* [Exercise task]
In the records below, write out the lines from the one containing "Please mark the deer's body, one" through the one containing "Target: metal fence post", both included, with no changes. Leave out all other lines.

**** Excerpted records ****

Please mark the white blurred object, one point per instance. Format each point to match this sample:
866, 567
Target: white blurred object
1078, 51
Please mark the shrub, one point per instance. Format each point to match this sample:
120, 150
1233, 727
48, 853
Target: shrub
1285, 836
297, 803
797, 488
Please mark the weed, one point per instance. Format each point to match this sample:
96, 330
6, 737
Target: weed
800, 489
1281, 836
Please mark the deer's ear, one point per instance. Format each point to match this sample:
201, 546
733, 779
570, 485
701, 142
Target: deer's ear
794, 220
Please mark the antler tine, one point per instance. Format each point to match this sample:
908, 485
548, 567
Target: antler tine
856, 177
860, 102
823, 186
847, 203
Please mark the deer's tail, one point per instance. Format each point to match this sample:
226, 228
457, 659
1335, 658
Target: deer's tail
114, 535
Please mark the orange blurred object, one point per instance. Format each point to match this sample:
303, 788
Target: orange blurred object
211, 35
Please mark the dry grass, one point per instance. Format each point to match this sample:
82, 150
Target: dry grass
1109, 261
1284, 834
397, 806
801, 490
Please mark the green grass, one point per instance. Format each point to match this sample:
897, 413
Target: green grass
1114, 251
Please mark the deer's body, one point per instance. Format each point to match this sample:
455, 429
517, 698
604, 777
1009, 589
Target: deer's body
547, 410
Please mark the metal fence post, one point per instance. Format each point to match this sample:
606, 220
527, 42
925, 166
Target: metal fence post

****
**** Excerpted records ****

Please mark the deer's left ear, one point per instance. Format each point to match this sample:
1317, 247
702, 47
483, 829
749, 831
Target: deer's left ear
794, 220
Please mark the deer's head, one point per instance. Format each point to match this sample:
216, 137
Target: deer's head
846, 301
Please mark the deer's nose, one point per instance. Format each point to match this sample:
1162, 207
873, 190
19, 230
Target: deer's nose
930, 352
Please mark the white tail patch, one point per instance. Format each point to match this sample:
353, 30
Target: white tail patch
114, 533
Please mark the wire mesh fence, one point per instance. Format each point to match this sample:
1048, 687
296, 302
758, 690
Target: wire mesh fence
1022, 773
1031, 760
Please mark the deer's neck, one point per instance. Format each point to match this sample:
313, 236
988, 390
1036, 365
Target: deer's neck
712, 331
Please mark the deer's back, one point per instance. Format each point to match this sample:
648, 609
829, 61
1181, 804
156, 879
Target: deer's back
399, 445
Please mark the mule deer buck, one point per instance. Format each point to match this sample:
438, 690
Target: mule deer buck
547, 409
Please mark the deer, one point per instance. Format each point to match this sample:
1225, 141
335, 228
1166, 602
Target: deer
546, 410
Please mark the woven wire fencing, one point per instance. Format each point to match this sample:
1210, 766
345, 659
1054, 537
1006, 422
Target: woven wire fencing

****

* [Solution to the exercise]
Please mark the deer's body, one point per instance. Format each point to match this sample:
455, 429
517, 698
604, 777
1009, 589
Target: deer's body
547, 410
Please mark the metal fence post, one point per instance. Format each point to match this sample:
606, 220
527, 42
925, 166
Target: metal fence post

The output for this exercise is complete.